● **What this task involves**
Would you pull out every line of the material that contains the string "fence"?

____

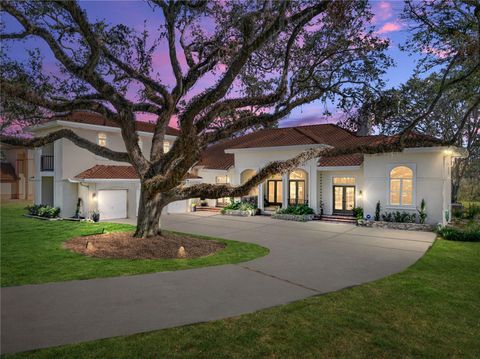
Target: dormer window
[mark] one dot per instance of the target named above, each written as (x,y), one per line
(102,139)
(166,146)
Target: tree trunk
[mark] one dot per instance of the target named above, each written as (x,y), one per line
(149,214)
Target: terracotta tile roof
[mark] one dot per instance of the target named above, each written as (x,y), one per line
(95,119)
(344,160)
(114,172)
(216,158)
(7,173)
(328,134)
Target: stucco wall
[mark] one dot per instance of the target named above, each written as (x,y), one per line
(209,176)
(430,182)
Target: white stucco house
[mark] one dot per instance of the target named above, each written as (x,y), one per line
(65,172)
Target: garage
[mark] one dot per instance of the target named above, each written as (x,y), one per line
(112,204)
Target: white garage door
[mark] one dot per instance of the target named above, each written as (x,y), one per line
(178,206)
(112,203)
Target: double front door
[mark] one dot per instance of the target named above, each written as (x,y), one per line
(343,200)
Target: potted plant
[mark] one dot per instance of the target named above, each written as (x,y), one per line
(95,216)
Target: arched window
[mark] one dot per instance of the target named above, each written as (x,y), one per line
(401,186)
(274,191)
(297,187)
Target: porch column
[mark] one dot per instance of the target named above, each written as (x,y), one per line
(285,190)
(312,186)
(260,197)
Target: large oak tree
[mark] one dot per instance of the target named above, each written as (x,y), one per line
(266,58)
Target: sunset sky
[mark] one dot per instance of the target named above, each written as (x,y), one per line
(133,13)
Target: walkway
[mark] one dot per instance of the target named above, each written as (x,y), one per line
(305,259)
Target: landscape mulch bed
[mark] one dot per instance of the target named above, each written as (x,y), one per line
(122,245)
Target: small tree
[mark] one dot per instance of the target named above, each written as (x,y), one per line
(377,211)
(422,212)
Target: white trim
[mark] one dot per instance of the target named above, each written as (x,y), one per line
(277,148)
(339,168)
(413,167)
(201,168)
(102,180)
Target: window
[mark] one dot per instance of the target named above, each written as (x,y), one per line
(222,202)
(274,191)
(344,181)
(166,146)
(296,187)
(222,179)
(401,186)
(102,139)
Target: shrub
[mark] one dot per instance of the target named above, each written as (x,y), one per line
(377,211)
(472,211)
(43,210)
(253,200)
(299,210)
(471,233)
(399,217)
(358,212)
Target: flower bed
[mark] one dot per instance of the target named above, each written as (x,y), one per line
(397,225)
(43,211)
(44,218)
(294,217)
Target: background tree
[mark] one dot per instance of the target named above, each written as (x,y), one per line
(443,96)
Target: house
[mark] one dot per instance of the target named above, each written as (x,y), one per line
(336,185)
(16,167)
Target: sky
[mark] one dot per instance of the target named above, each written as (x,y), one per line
(134,13)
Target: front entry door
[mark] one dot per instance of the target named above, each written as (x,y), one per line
(343,200)
(274,192)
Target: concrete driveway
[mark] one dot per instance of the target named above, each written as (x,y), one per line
(305,259)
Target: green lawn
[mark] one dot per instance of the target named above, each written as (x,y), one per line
(31,252)
(431,310)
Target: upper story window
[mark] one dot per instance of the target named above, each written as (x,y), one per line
(401,186)
(166,146)
(222,179)
(102,139)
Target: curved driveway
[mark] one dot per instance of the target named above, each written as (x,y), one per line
(305,259)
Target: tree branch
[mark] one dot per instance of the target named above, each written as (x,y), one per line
(70,135)
(206,190)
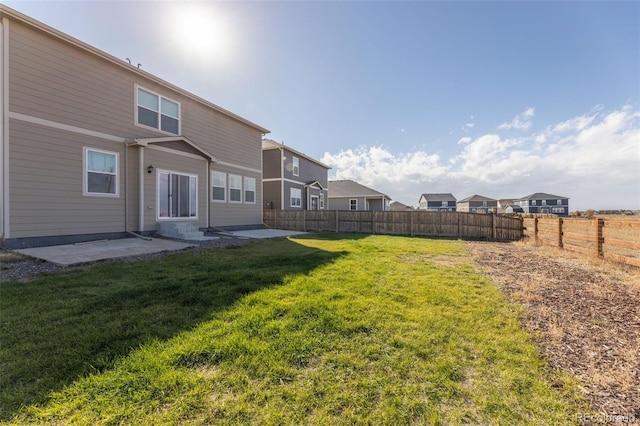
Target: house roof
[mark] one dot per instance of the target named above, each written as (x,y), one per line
(26,20)
(268,144)
(476,198)
(439,197)
(349,188)
(399,206)
(146,141)
(541,196)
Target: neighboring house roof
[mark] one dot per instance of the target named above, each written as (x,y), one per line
(271,144)
(439,197)
(476,198)
(397,206)
(4,10)
(352,189)
(541,196)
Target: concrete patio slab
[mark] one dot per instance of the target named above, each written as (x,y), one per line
(73,254)
(264,233)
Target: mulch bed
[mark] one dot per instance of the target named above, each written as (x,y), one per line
(584,315)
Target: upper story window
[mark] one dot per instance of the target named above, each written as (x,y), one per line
(235,189)
(218,186)
(249,190)
(296,166)
(157,112)
(296,197)
(101,173)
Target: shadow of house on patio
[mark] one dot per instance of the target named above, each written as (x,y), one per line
(61,327)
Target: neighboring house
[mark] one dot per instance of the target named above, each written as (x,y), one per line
(509,206)
(437,202)
(92,147)
(350,195)
(541,203)
(399,207)
(292,180)
(477,204)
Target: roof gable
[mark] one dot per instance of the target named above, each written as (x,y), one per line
(349,188)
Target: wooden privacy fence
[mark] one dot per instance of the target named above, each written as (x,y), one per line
(416,222)
(615,240)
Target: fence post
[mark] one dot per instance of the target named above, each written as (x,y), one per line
(411,222)
(560,232)
(493,227)
(599,238)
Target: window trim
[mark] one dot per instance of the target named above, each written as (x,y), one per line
(299,198)
(295,166)
(244,192)
(238,188)
(160,97)
(224,192)
(85,173)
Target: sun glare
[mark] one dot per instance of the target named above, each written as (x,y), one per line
(201,33)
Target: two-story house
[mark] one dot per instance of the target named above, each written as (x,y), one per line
(92,147)
(350,195)
(477,204)
(292,180)
(544,204)
(441,202)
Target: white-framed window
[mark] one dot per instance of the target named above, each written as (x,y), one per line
(157,112)
(177,195)
(218,186)
(249,190)
(235,189)
(296,166)
(296,197)
(100,173)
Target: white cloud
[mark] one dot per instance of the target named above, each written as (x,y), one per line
(593,159)
(520,121)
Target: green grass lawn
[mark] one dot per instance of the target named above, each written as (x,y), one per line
(321,329)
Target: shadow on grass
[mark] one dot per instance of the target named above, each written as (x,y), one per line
(61,327)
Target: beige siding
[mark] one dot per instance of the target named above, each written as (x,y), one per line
(46,177)
(52,80)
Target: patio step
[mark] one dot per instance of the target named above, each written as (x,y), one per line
(179,230)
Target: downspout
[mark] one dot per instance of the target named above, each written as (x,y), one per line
(4,130)
(282,158)
(141,192)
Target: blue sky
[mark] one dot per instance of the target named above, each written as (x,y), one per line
(501,99)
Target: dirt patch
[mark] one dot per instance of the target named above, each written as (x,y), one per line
(583,313)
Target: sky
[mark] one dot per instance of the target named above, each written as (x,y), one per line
(499,98)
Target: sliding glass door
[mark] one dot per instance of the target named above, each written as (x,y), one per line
(177,195)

____

● **Task answer**
Target: wooden privacy fence
Target: fence post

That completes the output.